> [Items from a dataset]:
-*-*-
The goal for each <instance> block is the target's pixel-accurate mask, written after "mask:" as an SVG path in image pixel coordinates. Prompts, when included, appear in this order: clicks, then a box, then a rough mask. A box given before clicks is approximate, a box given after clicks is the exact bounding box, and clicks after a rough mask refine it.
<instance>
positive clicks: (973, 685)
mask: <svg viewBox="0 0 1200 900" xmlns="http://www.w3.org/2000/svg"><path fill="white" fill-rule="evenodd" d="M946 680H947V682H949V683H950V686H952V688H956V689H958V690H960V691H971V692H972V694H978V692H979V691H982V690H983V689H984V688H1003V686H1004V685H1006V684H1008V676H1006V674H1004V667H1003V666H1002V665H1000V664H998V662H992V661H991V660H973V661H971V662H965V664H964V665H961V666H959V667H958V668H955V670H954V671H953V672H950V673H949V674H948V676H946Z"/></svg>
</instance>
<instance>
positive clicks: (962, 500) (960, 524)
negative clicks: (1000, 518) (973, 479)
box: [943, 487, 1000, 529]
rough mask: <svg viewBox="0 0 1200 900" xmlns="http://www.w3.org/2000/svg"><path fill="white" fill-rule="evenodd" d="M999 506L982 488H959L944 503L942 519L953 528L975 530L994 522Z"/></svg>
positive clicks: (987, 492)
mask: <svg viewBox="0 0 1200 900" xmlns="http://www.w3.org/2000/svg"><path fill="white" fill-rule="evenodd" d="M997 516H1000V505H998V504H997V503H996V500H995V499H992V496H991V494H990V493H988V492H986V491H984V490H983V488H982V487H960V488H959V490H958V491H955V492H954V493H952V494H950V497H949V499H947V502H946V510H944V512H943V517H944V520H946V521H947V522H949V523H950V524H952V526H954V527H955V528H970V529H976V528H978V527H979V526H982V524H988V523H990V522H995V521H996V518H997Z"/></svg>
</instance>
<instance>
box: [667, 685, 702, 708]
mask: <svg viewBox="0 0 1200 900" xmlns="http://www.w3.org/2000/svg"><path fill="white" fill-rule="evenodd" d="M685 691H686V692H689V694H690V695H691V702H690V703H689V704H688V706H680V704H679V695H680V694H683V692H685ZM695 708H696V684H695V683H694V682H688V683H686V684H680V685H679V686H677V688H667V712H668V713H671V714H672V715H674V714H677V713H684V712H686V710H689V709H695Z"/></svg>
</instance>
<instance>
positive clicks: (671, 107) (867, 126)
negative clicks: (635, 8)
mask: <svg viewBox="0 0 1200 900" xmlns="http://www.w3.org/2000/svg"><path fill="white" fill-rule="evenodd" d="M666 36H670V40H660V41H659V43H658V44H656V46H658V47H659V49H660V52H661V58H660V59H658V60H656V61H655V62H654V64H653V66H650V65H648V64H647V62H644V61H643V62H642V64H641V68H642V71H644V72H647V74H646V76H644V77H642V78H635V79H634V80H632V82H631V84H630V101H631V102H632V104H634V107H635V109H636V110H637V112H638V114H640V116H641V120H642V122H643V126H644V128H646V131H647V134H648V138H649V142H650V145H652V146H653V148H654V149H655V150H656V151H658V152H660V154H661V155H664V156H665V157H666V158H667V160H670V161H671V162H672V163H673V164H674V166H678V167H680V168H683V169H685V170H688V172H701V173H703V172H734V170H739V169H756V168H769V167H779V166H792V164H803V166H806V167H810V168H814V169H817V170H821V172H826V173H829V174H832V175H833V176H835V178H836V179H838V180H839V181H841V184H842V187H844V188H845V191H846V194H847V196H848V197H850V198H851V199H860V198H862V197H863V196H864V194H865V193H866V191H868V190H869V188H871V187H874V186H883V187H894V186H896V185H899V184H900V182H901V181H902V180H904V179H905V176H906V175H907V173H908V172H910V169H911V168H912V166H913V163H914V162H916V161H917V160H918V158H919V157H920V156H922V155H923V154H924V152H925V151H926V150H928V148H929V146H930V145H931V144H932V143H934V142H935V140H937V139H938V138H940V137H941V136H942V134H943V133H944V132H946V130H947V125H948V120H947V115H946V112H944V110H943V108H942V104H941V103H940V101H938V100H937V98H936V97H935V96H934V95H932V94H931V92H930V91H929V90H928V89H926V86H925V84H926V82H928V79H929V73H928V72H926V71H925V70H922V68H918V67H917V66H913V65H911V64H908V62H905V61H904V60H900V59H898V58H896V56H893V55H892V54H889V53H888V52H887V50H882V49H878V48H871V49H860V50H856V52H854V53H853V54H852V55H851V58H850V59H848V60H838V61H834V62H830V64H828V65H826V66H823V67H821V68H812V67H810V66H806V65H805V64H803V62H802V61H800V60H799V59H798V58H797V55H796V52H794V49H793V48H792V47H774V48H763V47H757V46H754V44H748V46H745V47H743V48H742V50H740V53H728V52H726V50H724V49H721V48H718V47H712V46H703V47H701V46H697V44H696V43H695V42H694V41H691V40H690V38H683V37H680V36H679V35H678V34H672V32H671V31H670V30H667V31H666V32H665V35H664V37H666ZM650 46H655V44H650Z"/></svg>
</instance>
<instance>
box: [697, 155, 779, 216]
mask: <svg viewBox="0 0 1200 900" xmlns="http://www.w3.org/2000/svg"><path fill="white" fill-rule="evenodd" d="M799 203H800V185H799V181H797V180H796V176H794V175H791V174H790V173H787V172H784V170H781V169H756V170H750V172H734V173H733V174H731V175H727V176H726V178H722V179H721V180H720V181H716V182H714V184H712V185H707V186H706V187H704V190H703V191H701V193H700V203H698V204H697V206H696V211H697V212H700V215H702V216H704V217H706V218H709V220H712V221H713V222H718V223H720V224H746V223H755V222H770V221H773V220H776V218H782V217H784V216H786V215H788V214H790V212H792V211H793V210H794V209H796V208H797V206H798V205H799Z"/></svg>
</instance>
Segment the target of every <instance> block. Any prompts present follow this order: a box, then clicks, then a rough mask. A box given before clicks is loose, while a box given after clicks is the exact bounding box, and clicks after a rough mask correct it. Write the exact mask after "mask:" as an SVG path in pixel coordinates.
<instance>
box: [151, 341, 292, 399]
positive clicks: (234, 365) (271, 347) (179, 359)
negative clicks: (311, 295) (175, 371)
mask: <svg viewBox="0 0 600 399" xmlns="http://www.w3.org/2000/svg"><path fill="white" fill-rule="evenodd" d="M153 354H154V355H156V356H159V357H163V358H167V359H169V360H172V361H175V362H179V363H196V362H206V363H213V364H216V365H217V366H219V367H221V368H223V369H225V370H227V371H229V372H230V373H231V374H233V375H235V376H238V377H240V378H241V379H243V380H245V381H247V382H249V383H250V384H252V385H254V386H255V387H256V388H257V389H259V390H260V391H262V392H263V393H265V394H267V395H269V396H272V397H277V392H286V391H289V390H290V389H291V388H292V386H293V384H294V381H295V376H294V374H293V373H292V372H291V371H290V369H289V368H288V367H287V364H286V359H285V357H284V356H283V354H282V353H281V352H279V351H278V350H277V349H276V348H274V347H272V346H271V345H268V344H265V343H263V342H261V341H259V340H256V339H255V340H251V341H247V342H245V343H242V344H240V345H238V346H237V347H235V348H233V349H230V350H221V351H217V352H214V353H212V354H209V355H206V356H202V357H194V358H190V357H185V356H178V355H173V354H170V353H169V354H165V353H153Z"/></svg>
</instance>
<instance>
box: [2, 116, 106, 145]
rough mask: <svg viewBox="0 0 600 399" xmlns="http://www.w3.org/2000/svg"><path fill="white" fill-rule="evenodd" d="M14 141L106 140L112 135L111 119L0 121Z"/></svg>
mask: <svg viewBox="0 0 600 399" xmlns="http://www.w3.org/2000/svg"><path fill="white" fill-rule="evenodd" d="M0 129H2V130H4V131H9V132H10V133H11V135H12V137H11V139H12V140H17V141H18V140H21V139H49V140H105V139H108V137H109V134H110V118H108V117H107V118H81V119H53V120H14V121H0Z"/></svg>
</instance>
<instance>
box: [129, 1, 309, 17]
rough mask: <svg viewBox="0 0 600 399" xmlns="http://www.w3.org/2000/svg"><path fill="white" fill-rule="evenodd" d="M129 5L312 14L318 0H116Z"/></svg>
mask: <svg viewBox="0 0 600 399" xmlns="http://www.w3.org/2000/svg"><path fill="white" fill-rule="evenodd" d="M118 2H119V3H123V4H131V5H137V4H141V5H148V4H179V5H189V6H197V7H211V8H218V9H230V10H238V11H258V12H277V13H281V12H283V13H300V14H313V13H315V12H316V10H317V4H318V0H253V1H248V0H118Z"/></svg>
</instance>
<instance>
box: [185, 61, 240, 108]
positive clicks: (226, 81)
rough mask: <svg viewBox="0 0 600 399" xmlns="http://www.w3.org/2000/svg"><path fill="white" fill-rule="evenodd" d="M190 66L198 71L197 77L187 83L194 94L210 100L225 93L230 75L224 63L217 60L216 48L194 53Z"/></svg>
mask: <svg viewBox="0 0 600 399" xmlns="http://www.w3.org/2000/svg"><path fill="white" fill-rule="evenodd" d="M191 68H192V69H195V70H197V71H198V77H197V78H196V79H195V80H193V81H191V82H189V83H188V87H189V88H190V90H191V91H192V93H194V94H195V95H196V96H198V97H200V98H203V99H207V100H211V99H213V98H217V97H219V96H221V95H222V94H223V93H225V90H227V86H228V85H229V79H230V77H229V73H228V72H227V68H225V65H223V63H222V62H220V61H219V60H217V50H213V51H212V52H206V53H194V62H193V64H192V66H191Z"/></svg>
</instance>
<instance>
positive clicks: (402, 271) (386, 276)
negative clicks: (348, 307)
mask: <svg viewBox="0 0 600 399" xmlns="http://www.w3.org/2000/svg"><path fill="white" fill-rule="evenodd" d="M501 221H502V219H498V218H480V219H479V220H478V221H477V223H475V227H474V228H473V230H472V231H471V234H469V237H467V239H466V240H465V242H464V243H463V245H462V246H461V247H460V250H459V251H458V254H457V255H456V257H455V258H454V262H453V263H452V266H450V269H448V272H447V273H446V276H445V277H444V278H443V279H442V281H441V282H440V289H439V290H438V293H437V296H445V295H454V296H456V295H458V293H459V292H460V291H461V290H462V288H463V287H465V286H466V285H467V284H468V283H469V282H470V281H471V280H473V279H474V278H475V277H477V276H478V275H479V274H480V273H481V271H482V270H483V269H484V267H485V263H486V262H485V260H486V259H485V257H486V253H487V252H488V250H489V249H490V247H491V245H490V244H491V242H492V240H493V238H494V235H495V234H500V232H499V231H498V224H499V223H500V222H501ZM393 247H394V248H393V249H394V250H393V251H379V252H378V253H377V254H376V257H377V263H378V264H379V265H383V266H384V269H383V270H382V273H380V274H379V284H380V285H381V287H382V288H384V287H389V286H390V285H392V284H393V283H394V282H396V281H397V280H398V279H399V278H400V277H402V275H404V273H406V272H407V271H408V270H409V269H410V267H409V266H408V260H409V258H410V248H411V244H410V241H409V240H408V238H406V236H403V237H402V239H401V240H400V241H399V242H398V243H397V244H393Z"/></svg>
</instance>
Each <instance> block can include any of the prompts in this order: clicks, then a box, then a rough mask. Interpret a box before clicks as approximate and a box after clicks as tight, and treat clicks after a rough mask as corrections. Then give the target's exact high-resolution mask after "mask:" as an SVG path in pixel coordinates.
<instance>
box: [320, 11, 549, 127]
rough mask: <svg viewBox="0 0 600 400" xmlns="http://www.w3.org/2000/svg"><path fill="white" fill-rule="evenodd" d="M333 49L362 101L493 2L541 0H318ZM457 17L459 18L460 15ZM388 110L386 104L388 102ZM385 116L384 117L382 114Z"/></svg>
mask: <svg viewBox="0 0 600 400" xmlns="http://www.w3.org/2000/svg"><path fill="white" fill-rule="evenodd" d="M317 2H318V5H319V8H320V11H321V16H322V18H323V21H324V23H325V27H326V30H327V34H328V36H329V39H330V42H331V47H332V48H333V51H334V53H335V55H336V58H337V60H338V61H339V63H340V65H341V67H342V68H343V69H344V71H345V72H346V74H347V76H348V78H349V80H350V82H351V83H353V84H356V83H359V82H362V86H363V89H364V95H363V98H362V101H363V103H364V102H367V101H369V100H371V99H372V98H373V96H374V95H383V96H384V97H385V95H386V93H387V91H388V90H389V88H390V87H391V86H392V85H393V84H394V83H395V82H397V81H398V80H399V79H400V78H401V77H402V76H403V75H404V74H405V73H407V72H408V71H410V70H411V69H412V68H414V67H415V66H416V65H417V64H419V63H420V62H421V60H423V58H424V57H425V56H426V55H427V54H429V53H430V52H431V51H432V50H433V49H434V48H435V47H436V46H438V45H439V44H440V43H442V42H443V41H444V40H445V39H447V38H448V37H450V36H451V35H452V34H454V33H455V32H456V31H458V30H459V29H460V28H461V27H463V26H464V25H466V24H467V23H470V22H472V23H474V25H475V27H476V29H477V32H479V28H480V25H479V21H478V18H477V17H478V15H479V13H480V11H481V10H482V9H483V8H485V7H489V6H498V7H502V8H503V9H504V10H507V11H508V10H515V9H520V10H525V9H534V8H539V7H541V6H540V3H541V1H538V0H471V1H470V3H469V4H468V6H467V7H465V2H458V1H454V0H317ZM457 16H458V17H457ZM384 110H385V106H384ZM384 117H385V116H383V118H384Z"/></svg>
-*-*-
> [TASK INSTRUCTIONS]: Reproduce only the lines above spanning from the line containing "Segment the target" through the line containing "positive clicks: (234, 365)", word for word.

> [SOLUTION TO THE PROBLEM]:
Segment the target of every <instance> block. Any prompts present follow this order: a box, then clicks, then a rough mask. A box given before clicks is loose, while a box given after clicks is the exact bounding box, and clicks after a rough mask correct it. Write the exact mask after "mask:" as an SVG path in pixel coordinates.
<instance>
box: [151, 341, 292, 399]
positive clicks: (234, 365) (271, 347) (179, 359)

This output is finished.